Path Traced Sponza scene.


Render Loop
At the start of the demo (or after any camera movement/lighting changes), a structured buffer, Ray Buffer, is initialized with 1 ray per pixel using the camera transform.
The struct stored in Ray Buffer, not tightly packed for easier understanding.
Then a ray generation shader is dispatched to read the Ray Buffer and trace rays into the scene. Lighting is calculated and generate new Ray Buffer elements if the rays are not terminated and continue the path tracing in the next frame. Below is a simplified flow of the rendering operation executed every frame (with render passes on the left and resources on the right):

A simplified path tracing flow executed every frame
Let's start with the usage of resources in the above flow chart first:
  • Ray Buffers are structured buffers storing the RayData struct. A ray will be traced for each element and if the ray is not terminated by Russian Roulette, it will be stored back to the Ray Buffer for the next frame.
  • Lighting Path Texture is used for accumulating the lighting result when a ray is traversing along the path from the camera. It can be think of an intermediate result because the path is not fully traversed within a single frame, but across several frames.
  • Progress Buffer is a 8 bytes buffer, with 4 bytes storing the current path depth and other 4 bytes storing the total accumulated sample count.
  • Lighting Sample Texture is used for accumulating the lighting result of all the terminated rays (i.e. accumulating all the terminated ray result from Lighting Path Texture).
About operation done in each render pass:
  1. Ray Tracing Pass dispatch a ray generation shader, sampling the Ray Buffer according to the DispatchRaysIndex() and then calling TraceRay() to calculate the lighting result inside the closest hit shader by randomly choosing diffuse or specular lighting (another shadow ray is traced towards light source during lighting calculation). The lighting result is added to Lighting Path Texture and non-terminated ray will be stored back into Ray Buffer for next frame.
- - - -
### SET TASK 1
Copy the path tracing text starting with "A simplified path" and going on through "for the next frame.", swapping "flow chart" for "diagram".
The records that follow have no connection to the path tracing text.
- - - -
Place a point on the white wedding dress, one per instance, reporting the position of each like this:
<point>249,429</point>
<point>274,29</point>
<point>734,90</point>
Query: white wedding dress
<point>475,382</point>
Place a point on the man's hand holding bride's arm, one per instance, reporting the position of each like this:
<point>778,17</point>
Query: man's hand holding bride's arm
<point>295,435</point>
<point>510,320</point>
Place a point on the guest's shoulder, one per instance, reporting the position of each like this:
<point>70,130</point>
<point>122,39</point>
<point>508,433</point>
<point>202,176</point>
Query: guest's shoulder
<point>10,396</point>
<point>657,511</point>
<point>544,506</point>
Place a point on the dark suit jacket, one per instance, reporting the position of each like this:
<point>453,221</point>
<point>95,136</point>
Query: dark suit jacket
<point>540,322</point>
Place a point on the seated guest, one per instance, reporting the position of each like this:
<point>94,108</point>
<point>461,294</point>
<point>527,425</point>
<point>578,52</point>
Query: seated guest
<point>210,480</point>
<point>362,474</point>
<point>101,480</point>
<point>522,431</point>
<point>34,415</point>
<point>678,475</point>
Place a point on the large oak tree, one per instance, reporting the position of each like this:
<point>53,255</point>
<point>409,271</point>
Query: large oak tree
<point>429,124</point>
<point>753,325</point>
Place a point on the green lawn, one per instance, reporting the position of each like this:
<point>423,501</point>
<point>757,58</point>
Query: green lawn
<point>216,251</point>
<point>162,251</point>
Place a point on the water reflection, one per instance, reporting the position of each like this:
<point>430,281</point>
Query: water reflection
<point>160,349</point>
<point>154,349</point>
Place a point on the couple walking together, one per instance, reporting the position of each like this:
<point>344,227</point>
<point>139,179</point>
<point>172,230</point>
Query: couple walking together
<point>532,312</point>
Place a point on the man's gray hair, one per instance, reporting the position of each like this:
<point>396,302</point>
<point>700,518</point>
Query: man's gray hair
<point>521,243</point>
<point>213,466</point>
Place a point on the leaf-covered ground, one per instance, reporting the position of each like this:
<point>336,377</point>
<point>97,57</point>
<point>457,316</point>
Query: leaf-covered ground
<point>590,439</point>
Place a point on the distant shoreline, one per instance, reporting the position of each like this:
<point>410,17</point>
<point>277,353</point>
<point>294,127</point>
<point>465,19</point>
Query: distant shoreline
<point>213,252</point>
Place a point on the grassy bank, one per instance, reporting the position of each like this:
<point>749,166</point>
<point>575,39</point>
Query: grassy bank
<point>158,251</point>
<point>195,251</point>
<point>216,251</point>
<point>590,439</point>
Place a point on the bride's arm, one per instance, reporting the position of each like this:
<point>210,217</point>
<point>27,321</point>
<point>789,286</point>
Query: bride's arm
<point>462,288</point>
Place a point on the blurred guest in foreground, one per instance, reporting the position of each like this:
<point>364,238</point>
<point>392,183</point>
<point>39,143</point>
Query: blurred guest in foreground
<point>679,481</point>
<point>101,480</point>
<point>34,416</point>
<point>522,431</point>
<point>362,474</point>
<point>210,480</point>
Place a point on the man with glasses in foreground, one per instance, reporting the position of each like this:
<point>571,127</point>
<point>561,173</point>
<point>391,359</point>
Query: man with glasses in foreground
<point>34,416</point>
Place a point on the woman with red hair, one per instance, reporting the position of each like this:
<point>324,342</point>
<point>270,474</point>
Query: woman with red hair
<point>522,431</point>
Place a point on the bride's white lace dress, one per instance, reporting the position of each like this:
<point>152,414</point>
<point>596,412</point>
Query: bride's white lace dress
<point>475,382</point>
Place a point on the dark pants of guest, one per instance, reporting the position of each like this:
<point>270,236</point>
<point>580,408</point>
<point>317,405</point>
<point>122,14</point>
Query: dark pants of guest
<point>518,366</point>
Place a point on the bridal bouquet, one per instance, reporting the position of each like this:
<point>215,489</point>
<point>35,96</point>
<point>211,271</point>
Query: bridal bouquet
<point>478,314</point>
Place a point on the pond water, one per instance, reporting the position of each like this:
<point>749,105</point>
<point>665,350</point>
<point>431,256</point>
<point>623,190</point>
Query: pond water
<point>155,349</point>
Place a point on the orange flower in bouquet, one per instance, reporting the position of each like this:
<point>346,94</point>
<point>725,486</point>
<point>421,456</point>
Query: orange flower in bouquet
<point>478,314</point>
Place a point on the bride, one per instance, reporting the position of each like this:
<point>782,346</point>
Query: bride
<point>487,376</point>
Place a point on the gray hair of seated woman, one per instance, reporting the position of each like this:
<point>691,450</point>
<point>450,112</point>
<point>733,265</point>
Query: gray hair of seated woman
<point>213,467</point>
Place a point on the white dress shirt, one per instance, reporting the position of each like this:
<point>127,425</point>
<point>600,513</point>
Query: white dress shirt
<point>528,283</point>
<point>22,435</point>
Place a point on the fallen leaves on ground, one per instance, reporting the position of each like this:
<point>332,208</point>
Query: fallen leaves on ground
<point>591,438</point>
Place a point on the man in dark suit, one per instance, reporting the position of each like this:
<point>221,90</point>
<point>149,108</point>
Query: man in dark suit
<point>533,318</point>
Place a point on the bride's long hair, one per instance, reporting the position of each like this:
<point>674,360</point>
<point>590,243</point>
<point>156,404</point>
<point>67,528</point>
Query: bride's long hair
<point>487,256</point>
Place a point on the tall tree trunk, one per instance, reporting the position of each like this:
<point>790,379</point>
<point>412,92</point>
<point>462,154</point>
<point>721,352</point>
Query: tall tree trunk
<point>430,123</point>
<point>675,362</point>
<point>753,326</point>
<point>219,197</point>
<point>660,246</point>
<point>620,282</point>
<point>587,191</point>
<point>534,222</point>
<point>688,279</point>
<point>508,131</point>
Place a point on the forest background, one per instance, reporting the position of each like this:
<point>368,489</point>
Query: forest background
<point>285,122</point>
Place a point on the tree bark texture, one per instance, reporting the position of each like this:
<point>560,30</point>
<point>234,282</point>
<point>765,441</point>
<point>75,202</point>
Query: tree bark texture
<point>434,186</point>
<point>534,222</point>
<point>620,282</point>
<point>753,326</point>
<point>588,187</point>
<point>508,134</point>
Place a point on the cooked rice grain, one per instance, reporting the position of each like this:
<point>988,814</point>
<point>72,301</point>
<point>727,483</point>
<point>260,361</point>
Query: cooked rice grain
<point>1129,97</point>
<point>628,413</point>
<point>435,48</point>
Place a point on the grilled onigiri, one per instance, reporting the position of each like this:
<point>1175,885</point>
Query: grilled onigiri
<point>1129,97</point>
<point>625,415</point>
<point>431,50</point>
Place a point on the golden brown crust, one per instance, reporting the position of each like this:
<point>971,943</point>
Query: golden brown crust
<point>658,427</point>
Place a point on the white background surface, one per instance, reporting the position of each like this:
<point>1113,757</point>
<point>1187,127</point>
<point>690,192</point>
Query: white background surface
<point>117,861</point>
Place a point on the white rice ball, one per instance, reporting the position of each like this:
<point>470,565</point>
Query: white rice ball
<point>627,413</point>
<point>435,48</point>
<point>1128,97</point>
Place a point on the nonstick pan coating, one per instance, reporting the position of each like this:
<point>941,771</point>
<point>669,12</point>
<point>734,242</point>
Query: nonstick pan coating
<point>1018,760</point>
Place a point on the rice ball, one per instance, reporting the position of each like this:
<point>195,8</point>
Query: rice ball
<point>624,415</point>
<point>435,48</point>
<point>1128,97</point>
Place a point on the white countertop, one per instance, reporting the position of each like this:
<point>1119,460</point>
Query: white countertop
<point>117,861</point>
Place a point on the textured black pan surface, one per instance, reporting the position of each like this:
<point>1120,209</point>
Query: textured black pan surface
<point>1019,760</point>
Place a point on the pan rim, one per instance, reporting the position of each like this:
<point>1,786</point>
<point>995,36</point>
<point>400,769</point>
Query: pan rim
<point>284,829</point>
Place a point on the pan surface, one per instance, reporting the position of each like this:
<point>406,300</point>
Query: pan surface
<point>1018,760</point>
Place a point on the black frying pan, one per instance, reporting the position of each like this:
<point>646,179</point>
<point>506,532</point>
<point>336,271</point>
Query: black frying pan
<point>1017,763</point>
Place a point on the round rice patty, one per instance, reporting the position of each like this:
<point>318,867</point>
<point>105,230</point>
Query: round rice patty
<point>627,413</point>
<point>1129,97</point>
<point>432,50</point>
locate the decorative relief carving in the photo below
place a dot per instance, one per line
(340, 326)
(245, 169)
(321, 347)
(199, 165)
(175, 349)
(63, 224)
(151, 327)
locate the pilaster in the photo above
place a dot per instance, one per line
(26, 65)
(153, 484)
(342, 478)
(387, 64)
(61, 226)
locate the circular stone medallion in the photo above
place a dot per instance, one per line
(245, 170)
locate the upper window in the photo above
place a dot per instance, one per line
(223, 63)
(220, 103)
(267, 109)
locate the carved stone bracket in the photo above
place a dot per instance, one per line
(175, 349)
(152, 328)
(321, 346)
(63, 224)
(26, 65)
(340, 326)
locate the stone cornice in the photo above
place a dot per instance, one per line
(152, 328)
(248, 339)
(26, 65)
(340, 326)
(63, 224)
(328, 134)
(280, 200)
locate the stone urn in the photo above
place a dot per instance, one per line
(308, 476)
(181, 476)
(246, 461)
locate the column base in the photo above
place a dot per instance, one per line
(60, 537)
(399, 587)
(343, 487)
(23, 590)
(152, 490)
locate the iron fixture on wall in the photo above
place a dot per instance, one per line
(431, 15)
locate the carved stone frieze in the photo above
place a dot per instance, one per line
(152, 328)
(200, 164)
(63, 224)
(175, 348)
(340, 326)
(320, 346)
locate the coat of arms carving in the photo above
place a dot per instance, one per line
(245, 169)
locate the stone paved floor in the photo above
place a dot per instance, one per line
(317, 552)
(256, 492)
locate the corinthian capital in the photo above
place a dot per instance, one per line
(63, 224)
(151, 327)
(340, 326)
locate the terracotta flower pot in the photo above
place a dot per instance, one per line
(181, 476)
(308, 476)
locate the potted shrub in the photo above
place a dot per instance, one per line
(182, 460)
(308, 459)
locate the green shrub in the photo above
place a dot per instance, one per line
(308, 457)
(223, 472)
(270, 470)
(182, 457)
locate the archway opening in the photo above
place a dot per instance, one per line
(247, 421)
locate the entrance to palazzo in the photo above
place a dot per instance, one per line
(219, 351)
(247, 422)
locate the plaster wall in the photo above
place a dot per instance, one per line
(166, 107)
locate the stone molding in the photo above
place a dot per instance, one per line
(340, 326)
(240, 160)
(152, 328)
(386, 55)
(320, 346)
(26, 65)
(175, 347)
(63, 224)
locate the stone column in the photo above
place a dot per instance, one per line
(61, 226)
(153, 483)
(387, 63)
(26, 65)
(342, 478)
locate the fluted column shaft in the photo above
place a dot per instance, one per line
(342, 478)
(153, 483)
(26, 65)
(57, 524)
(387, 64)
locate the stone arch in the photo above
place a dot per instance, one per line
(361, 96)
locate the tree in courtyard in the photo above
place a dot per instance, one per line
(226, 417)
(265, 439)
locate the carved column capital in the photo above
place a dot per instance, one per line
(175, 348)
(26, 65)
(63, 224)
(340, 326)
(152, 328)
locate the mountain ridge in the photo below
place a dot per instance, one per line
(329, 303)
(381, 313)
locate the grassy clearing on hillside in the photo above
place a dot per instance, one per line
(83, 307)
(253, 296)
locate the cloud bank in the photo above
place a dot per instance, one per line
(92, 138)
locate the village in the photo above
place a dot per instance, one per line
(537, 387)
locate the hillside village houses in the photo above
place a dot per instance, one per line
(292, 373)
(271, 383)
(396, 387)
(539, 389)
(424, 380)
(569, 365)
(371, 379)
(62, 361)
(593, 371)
- - - -
### SET TASK 2
Recast the records starting with the line with "Place a point on the white dress" and going on through the line with "<point>533,318</point>" as a Markdown table with columns Row and Line. Number each row and omit blank lines.

### ANSWER 1
A simplified path tracing flow executed every frame
Let's start with the usage of resources in the above diagram first:
  • Ray Buffers are structured buffers storing the RayData struct. A ray will be traced for each element and if the ray is not terminated by Russian Roulette, it will be stored back to the Ray Buffer for the next frame.

### ANSWER 2
| Row | Line |
|---|---|
| 1 | Place a point on the white dress shirt, one per instance, reporting the position of each like this: |
| 2 | <point>127,425</point> |
| 3 | <point>600,513</point> |
| 4 | Query: white dress shirt |
| 5 | <point>528,283</point> |
| 6 | <point>22,435</point> |
| 7 | Place a point on the fallen leaves on ground, one per instance, reporting the position of each like this: |
| 8 | <point>332,208</point> |
| 9 | Query: fallen leaves on ground |
| 10 | <point>591,438</point> |
| 11 | Place a point on the man in dark suit, one per instance, reporting the position of each like this: |
| 12 | <point>221,90</point> |
| 13 | <point>149,108</point> |
| 14 | Query: man in dark suit |
| 15 | <point>533,318</point> |